**文書抜粋:**

====

SIP-adusの「自動運転シンポジウム」が3月7日~8日の2日間に開催された。写真はパネルディスカッションに登壇した株式会社ティアフォー CTO 加藤真平氏

 SIP-adusは3月7日~8日の2日間、2014年から日本政府が官民一体の取り組みとして推し進めてきた「SIP(戦略的イノベーション創造プログラム)」において、自動運転領域で9年間にわたり取り組んできた活動を総括する最終成果発表会「SIP自動運転の成果とその先へ!-成果展示会&自動運転シンポジウム-」を開催した。

 日本の産業界に関連する多種多様な分野で科学技術イノベーションに取り組んでいるSIPの自動運転領域では、トヨタ自動車 先進技術開発カンパニー フェロー 葛巻清吾氏がPD(プログラムディレクター)を務め、2019年度~2022年度の5年間を第2期に設定して活動を続けてきた。

 この3月で第2期の期間も終わり、4月から施行される改正道路交通法で自動運転のレベル4に相当する「特定自動運行」の許可制が開始されるなど、SIPが推進してきた自動運転がこれまでの実験フェーズから社会実装に移行することなどを受け、今回の最終成果発表会が行なわれることになった。

「秋葉原UDX」2階フロアで行なわれた「成果展示会」の様子

 会期中には会場となった東京都千代田区の「秋葉原UDX」2階フロアで、この9年間にSIP自動運転で取り組んできた活動内容を8つのゾーンに分けて展示する「成果展示会」が行なわれ、自動運転について専門家と対話できるカフェスペース「SIP cafe」なども用意されたほか、同5階「UDXシアター」では活動してきた各領域の担当者などが講演する「自動運転シンポジウム」が実施された。

====

**依頼内容 A:**
次の(i)~(iii)の記述が成果発表会の記事の内容と一致するかどうかを判断してください。それぞれ「はい」または「いいえ」で答え、判断の根拠となる記事中の語句を正確に引用してください。(i) SIPの自動運転領域では、トヨタ自動車の葛巻清吾氏がPDを務めた。(ii) 「自動運転シンポジウム」は「秋葉原UDX」の2階フロアで実施された。(iii) 「成果展示会」では、活動内容が8つのゾーンに分けて展示された。
**依頼内容 B:**
成果発表会の記事の最終段落で、会期中に実施または用意されたと記されている催しやスペースの名称をすべて挙げてください。
**依頼内容 C:**
成果発表会の記事によれば、パネルディスカッションに登壇したのはどなたですか。
エントリは、成果発表会の記事とは別個の資料です。

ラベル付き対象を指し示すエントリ

====

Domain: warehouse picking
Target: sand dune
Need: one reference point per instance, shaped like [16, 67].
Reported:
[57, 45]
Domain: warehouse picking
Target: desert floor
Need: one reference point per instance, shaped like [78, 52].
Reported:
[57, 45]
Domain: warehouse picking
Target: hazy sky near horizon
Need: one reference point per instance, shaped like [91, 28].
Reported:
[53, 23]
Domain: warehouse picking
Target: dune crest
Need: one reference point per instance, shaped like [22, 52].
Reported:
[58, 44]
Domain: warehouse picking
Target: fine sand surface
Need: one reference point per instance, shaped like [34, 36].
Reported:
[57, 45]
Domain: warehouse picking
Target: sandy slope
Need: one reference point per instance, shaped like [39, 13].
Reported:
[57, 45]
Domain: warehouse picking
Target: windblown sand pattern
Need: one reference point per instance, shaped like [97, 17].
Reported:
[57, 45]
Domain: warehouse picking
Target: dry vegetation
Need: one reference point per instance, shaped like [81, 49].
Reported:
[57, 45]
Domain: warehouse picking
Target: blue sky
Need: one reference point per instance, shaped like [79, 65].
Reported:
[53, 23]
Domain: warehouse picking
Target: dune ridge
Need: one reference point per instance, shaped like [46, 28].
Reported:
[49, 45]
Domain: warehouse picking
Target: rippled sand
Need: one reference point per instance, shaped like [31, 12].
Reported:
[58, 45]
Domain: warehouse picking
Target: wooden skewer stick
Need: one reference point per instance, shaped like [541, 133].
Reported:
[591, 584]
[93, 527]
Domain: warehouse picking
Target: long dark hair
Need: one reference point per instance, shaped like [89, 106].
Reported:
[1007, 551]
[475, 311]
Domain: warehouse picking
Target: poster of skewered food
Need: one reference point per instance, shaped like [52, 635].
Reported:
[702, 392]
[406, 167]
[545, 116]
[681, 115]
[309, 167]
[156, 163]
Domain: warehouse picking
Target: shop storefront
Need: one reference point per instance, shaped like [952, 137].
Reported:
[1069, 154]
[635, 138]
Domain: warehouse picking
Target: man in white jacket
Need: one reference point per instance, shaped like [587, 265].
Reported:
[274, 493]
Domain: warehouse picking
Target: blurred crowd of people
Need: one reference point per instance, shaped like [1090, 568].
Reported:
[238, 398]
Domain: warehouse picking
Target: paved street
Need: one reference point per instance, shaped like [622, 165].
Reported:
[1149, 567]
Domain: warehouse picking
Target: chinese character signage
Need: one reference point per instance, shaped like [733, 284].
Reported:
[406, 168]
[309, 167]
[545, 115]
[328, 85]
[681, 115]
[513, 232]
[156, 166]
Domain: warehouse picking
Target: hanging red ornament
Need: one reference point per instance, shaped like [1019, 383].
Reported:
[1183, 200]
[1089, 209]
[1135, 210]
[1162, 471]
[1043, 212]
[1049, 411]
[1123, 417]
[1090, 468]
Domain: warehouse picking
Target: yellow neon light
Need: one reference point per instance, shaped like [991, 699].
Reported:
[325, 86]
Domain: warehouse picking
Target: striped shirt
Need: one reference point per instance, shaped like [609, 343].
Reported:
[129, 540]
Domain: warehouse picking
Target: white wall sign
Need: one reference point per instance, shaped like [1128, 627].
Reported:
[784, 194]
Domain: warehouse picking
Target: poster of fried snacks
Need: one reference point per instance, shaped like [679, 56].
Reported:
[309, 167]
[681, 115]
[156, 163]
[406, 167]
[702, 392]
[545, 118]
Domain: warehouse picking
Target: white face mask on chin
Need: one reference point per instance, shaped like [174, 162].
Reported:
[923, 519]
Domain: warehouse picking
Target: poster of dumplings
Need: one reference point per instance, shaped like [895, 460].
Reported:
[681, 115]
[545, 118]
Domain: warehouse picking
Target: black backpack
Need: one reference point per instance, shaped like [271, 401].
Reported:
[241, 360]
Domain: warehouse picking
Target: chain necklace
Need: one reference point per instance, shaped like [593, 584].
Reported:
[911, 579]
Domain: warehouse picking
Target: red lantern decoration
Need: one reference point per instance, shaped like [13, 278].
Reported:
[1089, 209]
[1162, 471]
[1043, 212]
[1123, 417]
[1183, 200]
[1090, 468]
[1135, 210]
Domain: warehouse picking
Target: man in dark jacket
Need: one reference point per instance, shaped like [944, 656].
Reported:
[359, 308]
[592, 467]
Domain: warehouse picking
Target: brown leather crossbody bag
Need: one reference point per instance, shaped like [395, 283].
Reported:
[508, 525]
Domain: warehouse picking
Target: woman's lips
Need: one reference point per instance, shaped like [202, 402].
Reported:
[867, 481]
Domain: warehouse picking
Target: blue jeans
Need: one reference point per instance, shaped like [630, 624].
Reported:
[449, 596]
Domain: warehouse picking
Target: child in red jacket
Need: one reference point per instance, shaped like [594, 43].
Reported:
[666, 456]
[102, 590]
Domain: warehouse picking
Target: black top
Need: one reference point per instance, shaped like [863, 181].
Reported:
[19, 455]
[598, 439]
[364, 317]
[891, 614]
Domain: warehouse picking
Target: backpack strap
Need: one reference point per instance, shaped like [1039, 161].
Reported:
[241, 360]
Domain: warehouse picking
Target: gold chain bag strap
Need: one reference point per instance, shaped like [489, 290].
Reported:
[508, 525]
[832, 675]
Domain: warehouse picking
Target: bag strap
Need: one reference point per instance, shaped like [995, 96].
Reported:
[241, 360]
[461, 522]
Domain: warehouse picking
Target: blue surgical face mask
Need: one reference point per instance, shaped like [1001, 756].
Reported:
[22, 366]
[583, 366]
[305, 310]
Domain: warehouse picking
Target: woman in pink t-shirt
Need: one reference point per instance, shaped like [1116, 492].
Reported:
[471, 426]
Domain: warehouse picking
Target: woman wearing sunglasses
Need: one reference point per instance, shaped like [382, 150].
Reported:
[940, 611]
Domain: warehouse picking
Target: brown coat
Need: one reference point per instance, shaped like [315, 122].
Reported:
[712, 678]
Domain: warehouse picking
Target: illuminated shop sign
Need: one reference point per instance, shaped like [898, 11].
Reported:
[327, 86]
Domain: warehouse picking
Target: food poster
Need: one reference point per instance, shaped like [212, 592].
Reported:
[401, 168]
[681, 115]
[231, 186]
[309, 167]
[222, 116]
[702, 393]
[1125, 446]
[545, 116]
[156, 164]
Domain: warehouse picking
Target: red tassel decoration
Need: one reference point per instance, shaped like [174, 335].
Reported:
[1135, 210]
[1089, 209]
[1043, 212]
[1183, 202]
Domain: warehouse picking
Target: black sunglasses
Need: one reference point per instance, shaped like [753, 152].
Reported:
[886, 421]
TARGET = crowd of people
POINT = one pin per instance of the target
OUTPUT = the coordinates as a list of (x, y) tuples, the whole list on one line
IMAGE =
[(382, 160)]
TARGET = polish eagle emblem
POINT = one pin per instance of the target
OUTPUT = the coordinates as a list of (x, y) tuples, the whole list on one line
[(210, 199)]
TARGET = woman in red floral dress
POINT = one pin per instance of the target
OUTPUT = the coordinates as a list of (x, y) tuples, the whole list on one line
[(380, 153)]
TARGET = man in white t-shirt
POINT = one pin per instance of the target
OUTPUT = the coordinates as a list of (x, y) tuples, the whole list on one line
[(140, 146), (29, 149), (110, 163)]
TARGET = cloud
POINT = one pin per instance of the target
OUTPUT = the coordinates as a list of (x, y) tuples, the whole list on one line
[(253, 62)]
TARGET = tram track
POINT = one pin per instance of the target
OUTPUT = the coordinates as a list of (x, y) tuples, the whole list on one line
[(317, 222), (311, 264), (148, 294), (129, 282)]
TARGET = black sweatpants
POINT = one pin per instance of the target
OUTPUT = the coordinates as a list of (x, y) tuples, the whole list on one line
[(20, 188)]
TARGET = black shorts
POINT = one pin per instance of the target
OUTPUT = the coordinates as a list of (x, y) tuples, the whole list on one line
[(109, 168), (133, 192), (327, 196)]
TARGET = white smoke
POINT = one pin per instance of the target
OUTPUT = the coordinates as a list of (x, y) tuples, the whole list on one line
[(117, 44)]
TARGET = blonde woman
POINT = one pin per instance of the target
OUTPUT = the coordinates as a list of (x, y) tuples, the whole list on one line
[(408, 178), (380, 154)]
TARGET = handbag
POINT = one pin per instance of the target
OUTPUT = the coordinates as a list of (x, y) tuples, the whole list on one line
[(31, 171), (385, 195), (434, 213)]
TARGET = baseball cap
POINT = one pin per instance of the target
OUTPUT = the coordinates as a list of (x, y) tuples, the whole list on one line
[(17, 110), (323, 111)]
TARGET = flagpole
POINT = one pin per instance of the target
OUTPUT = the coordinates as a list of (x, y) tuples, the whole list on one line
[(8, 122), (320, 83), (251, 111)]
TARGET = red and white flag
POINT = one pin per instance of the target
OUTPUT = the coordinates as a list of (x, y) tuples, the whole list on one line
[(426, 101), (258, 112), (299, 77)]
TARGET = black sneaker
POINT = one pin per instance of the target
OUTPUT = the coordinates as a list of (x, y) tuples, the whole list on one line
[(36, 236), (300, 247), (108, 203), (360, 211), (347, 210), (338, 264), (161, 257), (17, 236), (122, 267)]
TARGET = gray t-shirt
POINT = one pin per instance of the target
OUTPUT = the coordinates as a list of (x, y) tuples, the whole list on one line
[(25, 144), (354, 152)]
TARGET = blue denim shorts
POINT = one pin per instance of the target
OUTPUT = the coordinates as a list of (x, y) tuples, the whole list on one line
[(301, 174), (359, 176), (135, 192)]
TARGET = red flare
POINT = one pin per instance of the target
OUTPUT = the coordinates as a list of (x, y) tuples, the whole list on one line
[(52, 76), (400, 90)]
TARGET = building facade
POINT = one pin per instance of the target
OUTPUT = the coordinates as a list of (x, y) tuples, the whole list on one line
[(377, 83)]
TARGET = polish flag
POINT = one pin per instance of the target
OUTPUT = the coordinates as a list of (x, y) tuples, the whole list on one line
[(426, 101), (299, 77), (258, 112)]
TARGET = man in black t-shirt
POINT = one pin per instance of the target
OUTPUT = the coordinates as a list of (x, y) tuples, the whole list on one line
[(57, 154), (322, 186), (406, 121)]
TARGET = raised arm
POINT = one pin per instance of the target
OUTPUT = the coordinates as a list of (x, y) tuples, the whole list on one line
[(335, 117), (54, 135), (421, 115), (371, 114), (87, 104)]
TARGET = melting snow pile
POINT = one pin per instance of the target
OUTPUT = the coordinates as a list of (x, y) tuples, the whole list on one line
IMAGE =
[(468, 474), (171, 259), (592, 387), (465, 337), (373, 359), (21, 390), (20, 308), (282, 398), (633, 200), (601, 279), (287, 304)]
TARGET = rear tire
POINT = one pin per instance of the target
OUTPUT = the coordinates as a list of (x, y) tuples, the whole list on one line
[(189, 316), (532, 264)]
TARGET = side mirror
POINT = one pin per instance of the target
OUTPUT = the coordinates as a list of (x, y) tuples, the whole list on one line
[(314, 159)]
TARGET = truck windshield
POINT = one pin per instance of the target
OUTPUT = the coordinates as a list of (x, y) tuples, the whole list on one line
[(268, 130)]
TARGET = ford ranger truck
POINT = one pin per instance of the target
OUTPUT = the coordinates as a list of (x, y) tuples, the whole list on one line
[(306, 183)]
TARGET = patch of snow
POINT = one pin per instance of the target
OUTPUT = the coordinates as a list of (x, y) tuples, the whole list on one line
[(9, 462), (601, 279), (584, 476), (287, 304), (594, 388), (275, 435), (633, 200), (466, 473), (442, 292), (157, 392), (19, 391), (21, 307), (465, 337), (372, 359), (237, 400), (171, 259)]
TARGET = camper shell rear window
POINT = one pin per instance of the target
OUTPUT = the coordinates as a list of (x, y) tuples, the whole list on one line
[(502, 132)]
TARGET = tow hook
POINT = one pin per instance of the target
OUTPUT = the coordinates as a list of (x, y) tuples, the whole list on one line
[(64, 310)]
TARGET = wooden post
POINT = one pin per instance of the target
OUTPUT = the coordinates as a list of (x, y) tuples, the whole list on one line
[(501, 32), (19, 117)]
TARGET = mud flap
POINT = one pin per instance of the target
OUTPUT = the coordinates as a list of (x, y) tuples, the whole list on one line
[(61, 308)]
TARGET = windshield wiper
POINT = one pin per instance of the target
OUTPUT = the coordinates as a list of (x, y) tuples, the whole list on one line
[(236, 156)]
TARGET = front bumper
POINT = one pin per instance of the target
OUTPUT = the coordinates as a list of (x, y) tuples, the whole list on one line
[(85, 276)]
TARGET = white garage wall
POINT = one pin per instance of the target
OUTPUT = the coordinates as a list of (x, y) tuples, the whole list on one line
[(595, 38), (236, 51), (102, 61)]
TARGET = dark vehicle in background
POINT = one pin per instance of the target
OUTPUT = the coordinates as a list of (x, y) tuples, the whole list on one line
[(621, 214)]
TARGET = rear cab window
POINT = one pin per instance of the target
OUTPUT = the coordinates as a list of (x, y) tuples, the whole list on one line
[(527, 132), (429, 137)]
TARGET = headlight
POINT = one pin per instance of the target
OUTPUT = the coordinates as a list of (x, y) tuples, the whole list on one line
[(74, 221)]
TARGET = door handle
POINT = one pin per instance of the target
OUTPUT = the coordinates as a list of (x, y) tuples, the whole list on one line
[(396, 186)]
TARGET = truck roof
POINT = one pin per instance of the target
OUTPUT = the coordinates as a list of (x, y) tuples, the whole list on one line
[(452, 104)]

====

**回答 A:**
(i) はい。「トヨタ自動車 先進技術開発カンパニー フェロー 葛巻清吾氏がPD(プログラムディレクター)を務め」
(ii) いいえ。「同5階「UDXシアター」では活動してきた各領域の担当者などが講演する「自動運転シンポジウム」が実施された」
(iii) はい。「8つのゾーンに分けて展示する「成果展示会」」

**回答 B:**
成果展示会、SIP cafe、自動運転シンポジウム

**回答 C:**
株式会社ティアフォー CTOの加藤真平氏です。